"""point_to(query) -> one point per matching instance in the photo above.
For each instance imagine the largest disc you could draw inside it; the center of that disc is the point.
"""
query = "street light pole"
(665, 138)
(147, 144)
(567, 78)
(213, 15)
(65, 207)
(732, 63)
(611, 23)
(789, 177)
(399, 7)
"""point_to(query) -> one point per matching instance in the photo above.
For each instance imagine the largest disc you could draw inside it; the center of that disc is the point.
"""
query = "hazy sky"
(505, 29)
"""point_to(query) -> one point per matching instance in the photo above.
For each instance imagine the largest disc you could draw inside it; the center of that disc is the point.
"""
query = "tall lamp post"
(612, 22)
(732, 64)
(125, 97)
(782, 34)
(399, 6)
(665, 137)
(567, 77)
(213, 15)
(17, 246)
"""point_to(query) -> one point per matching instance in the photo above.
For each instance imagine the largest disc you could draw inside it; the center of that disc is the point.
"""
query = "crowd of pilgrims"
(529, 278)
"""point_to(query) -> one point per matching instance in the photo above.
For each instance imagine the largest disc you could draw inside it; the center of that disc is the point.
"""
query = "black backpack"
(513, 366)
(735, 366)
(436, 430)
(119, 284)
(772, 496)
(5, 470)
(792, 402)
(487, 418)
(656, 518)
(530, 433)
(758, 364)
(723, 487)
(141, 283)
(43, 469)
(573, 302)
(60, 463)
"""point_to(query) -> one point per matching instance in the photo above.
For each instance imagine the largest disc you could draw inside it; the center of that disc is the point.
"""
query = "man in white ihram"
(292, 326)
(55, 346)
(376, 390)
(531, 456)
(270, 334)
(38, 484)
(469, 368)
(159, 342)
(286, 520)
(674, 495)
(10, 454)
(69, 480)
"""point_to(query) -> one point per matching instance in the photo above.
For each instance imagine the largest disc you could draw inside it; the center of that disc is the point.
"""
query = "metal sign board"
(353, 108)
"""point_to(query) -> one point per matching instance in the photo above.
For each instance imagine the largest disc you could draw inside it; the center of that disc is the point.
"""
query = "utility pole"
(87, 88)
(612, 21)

What you need to do
Set down the listing above in full, please, exactly as it appears.

Task answer
"""point_to(query) -> one point per matching instance in the photo above.
For each instance imagine the largest disc you could draw inside it; the center of that disc is the point.
"""
query = "street light pole"
(665, 138)
(147, 144)
(567, 78)
(213, 15)
(65, 207)
(732, 63)
(611, 23)
(789, 177)
(399, 7)
"""point_to(query) -> one point per matching instance in the photo above.
For each instance imagine the largest disc you could draw inside it; the center of that disc is the point.
"""
query = "hazy sky"
(505, 29)
"""point_to(query) -> one point per matching instance in the photo above.
For each instance imagine the largest disc you could draw inside it; the center of that disc is the point.
"""
query = "tall lamp post"
(612, 22)
(732, 64)
(125, 97)
(782, 34)
(399, 6)
(665, 137)
(567, 77)
(213, 15)
(17, 246)
"""point_to(query) -> one point per matching instance in the photo above.
For each instance imagine the largest disc you could draw inside it; the center of that disc is the point.
"""
query = "crowd of pilgrims"
(529, 278)
"""point_to(query) -> one point per matching instance in the photo above.
For each instance imagine the largest disc you could draw inside it; the center of that disc is the point.
"""
query = "black backpack"
(513, 366)
(735, 366)
(436, 430)
(119, 284)
(772, 496)
(5, 470)
(792, 402)
(487, 418)
(656, 518)
(530, 433)
(758, 364)
(723, 487)
(141, 283)
(43, 469)
(573, 302)
(60, 463)
"""point_to(query) -> one point per matching instance in the photo above.
For each instance imagine the largest disc you could draw inside it; the center of that disc is the point.
"""
query = "man in white ihram"
(292, 326)
(55, 346)
(376, 390)
(531, 456)
(270, 334)
(38, 484)
(469, 368)
(159, 342)
(286, 520)
(674, 495)
(10, 454)
(69, 480)
"""point_to(query) -> one point per matching instance in the photo above.
For each instance imagine the largest disc you could draw inside it; the center of that disc is the point.
"""
query = "metal sign board"
(353, 108)
"""point_to(query) -> one point per matching instance in the photo above.
For each instance imagine the largest disc you could draw inside it; the center of that disc is the point.
"""
query = "utility pole"
(87, 88)
(612, 21)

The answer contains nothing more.